WHAT THE TASK REQUIRES ::
Copy out every entry precisely.

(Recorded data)
- Opening Delimiter -
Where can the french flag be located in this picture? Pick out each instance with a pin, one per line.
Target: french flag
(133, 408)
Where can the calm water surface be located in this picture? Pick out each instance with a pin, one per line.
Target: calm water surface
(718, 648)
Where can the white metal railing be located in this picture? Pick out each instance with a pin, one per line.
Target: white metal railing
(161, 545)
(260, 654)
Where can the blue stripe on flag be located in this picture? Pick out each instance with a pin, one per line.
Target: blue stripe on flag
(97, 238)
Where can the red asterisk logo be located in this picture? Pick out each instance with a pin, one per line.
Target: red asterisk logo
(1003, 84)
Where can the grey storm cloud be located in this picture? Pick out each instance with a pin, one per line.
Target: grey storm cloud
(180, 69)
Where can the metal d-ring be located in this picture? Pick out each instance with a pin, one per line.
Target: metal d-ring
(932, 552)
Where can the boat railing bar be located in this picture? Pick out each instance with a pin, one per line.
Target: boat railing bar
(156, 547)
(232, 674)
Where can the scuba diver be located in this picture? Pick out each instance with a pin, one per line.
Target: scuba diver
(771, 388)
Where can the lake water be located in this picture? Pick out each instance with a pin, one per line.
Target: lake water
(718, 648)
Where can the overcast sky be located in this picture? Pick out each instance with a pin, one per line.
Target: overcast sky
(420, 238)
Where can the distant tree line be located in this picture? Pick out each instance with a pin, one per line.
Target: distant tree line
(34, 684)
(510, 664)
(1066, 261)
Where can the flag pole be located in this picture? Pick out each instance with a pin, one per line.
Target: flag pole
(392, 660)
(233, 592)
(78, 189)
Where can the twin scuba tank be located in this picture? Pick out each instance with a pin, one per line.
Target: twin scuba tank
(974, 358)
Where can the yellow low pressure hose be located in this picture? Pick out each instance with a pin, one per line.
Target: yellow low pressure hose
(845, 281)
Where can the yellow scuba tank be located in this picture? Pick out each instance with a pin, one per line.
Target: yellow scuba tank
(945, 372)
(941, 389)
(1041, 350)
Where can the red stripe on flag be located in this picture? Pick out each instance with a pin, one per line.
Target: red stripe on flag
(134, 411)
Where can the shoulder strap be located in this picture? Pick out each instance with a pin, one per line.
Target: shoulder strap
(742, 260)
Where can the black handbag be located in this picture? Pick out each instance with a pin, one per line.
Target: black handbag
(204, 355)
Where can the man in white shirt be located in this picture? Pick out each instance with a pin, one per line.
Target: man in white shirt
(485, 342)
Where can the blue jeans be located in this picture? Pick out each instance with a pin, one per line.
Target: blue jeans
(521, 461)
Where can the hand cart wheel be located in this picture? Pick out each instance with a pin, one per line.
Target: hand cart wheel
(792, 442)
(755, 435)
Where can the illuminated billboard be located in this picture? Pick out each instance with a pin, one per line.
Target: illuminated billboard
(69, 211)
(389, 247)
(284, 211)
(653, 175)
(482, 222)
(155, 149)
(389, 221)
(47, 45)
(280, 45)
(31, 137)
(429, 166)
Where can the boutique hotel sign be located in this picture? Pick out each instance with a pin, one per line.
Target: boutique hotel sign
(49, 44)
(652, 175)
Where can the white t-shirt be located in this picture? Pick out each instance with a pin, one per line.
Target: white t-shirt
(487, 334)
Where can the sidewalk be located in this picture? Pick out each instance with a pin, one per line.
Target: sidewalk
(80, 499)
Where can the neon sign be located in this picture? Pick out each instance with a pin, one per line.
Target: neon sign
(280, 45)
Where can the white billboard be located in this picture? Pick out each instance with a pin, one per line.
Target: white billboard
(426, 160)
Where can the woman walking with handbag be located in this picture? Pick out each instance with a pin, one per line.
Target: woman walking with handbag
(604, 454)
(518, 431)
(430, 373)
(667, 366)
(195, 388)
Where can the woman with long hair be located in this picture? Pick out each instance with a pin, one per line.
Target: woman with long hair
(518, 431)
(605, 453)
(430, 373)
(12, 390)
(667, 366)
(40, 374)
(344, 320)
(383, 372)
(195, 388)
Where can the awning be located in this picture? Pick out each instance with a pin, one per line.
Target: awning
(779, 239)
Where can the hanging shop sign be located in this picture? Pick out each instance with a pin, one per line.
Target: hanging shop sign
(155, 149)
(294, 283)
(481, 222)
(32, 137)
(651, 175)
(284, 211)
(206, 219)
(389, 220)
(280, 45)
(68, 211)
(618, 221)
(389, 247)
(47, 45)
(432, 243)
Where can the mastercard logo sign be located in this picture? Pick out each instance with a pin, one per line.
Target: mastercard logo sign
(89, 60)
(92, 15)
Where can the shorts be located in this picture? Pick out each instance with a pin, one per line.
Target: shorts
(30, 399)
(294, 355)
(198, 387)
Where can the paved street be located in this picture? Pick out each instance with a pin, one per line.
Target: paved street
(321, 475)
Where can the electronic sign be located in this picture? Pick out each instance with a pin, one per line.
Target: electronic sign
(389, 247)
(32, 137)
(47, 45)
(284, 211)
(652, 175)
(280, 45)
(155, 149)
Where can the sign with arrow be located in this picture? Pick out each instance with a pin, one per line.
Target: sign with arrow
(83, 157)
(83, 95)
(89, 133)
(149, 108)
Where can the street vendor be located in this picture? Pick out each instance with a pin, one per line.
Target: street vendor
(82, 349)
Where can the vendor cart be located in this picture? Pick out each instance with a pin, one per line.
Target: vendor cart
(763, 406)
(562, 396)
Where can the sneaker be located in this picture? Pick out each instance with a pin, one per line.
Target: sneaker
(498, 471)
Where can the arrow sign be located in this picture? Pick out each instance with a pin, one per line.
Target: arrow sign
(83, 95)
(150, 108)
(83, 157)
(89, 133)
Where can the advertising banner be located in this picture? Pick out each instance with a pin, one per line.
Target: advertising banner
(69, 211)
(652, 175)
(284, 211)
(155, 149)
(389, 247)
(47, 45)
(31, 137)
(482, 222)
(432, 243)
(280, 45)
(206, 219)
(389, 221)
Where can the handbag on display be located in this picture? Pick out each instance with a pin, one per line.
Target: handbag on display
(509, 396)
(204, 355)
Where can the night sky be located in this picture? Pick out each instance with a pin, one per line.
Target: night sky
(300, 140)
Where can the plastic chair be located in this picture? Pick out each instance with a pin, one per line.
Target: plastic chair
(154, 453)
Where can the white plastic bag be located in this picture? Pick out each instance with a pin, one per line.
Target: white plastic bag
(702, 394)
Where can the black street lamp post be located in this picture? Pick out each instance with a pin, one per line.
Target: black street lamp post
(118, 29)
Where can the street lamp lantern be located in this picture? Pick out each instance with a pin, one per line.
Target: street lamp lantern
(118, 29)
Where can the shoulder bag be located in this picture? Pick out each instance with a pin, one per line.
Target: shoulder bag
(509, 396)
- Closing Delimiter -
TASK RESULT ::
Where can the french flag be located in this picture? Pick out each instance with a pin, one per line.
Target: french flag
(133, 408)
Where can the calm water surface be located in this picture? Pick out each instance with a pin, one per line.
Target: calm water surface
(718, 648)
Where can the white metal railing be located in this picture? Pick out each instance with a pin, one per line.
Target: white metal railing
(161, 545)
(260, 654)
Where can the blue stripe on flag be located in this picture? Pick out each instance with a pin, one per line.
Target: blue stripe on flag
(97, 238)
Where can the red asterisk logo be located in this picture? Pick out each instance with a pin, one per line.
Target: red asterisk logo
(1003, 84)
Where can the grey storm cloud be located in this picture? Pick out each instance with a pin, one per line.
Target: grey storm cloud
(180, 69)
Where can the metal d-ring be located in this picture? Pick out each instance with a pin, one per line.
Target: metal d-ring
(932, 552)
Where can the boat railing bar be located in this picture? Pick out each instance with a pin, one per line.
Target: boat railing bar
(156, 547)
(232, 674)
Where can the scuba diver be located in this picture? Pick out each instance with a pin, one per line.
Target: scuba diver
(771, 388)
Where can the lake water be located in this picture? Pick out each instance with a pin, one per line.
Target: lake water
(718, 648)
Where can the overcast sky be located in this picture? Pick out each instance with a pin, one per line.
Target: overcast sky
(420, 238)
Where can the distant tree line be located in this picture? Pick out each instance with a pin, one per line.
Target: distant tree line
(34, 684)
(510, 664)
(1066, 261)
Where can the flag pole be located in this picture? Pick out each instance with a pin, one per line.
Target: flag pole
(392, 660)
(233, 592)
(78, 189)
Where can the twin scuba tank be located in this picture? Pick out each instance with a pin, one per line.
Target: twin scuba tank
(974, 358)
Where can the yellow low pressure hose be located in this picture? Pick out each instance with a pin, one per line.
Target: yellow low pressure hose
(845, 281)
Where can the yellow scuba tank be located in this picture? Pick out each instance with a pin, one per line.
Target: yellow scuba tank
(945, 372)
(941, 389)
(1041, 350)
Where can the red stripe on flag be located in this picture? Pick out each instance with a pin, one per line.
Target: red stripe on flag
(134, 411)
Where can the shoulder strap be located in this picture? Pick out each instance with a pin, one per line.
Target: shoulder strap
(742, 260)
Where can the black handbag be located in this picture? Pick out each instance with a pin, one per line.
Target: black handbag
(204, 355)
Where can the man in white shirt be located in this picture? Pick out each instance with a pin, one per line.
Target: man in white shirt
(485, 342)
Where can the blue jeans be located in this picture? Pick out each instance with a pin, one per line.
Target: blue jeans
(521, 461)
Where can the hand cart wheel be located in this picture? Pick out each instance with a pin, one per line.
Target: hand cart wheel
(792, 442)
(755, 435)
Where can the illuminated billboard be located in this picture? Pick out each instance with a pin, one per line.
Target: illuminated billboard
(69, 211)
(389, 247)
(284, 211)
(653, 175)
(482, 222)
(155, 149)
(389, 221)
(47, 45)
(280, 45)
(31, 137)
(429, 166)
Where can the boutique hotel sign be located in this picture? Pick out each instance with a pin, one per line.
Target: boutique hotel sign
(49, 44)
(652, 175)
Where can the white t-shirt be located in this picture? Pick out each instance with a pin, one per line.
Target: white t-shirt
(487, 334)
Where can the sidewalk be located in this picture? Pick out each instance with a pin, one per line.
Target: sidewalk
(80, 499)
Where can the neon sign be located in this picture? Pick out each instance with a pin, one per line.
Target: neon sign
(280, 45)
Where can the white billboard be located in this picture? Pick out each instance with a pin, one per line.
Target: white billboard
(426, 160)
Where can the woman walking with handbag be located in this picture? Pick out each instance with a pin, one per line.
Target: woman walking with handbag
(604, 454)
(518, 431)
(430, 373)
(667, 366)
(195, 388)
Where can the woman with long hair be located in this picture? Pick out each instance with a pin, one per line.
Target: woman with long hair
(518, 431)
(605, 453)
(430, 373)
(12, 390)
(667, 366)
(40, 374)
(344, 320)
(383, 372)
(195, 388)
Where can the awning be located in this picture? Pick out each instance with a pin, one per line.
Target: awning
(779, 239)
Where can the hanging shop sign be located in this picture? Pick out each instance with a pin, one per line.
Target: hanging shop sign
(155, 149)
(294, 283)
(481, 222)
(32, 137)
(651, 175)
(284, 211)
(206, 219)
(389, 220)
(280, 45)
(68, 211)
(618, 221)
(389, 247)
(47, 45)
(432, 243)
Where can the mastercard logo sign be located in this picture? Pick out each instance with a pin, one per line.
Target: mastercard logo sign
(89, 60)
(92, 15)
Where can the shorts be located in this picture? Pick out each instance with a pin, one per line.
Target: shorts
(30, 399)
(294, 355)
(198, 387)
Where can the paved street be located in this picture? Pick out each instance with a pin, one per line.
Target: paved street
(321, 475)
Where can the electronic sign be located in this picture? Pick out each instance with a pin, one per line.
Target: electronic sign
(389, 247)
(32, 137)
(47, 45)
(284, 211)
(652, 175)
(280, 45)
(155, 149)
Where can the sign with arrow be located in this picture? Pick out each instance with a pin, one per line.
Target: sign with arrow
(83, 157)
(83, 95)
(89, 133)
(149, 108)
Where can the street vendor be located in this picture? Pick out each instance with a pin, one per line.
Target: street vendor
(82, 349)
Where can the vendor cart be located in this picture? Pick out each instance with a pin, one per line.
Target: vendor cart
(763, 406)
(562, 396)
Where can the sneaker be located in this picture? Pick out each instance with a pin, one per line.
Target: sneaker
(498, 471)
Where can the arrow sign be located in this picture? Pick out each instance with a pin, one per line.
Target: arrow sign
(83, 95)
(150, 108)
(83, 157)
(89, 133)
Where can the advertising banner be located in this picture? Pick out each instance with a pin, one per line.
Target: advertising banner
(69, 211)
(652, 175)
(284, 211)
(155, 149)
(389, 247)
(47, 45)
(31, 137)
(482, 222)
(432, 243)
(280, 45)
(206, 219)
(389, 221)
Where can the handbag on display be located in this picture? Pick out each instance with a pin, one per line.
Target: handbag on display
(509, 396)
(204, 355)
Where can the night sky be located in this picture? Pick out each instance with a pin, one per line.
Target: night sky
(300, 140)
Where can the plastic chair be located in this picture? Pick out each instance with a pin, one per line.
Target: plastic chair
(154, 453)
Where can the white plastic bag be located in this picture? Pick out each instance with a pin, one per line.
Target: white plastic bag
(702, 394)
Where can the black street lamp post be located in this picture? Pick out each instance with a pin, one per line.
Target: black street lamp post
(118, 29)
Where can the street lamp lantern be located in this picture? Pick out each instance with a pin, one per line.
Target: street lamp lantern
(118, 29)
Where can the shoulder bag be located in this picture? Pick out each instance with a pin, one per line.
Target: shoulder bag
(509, 396)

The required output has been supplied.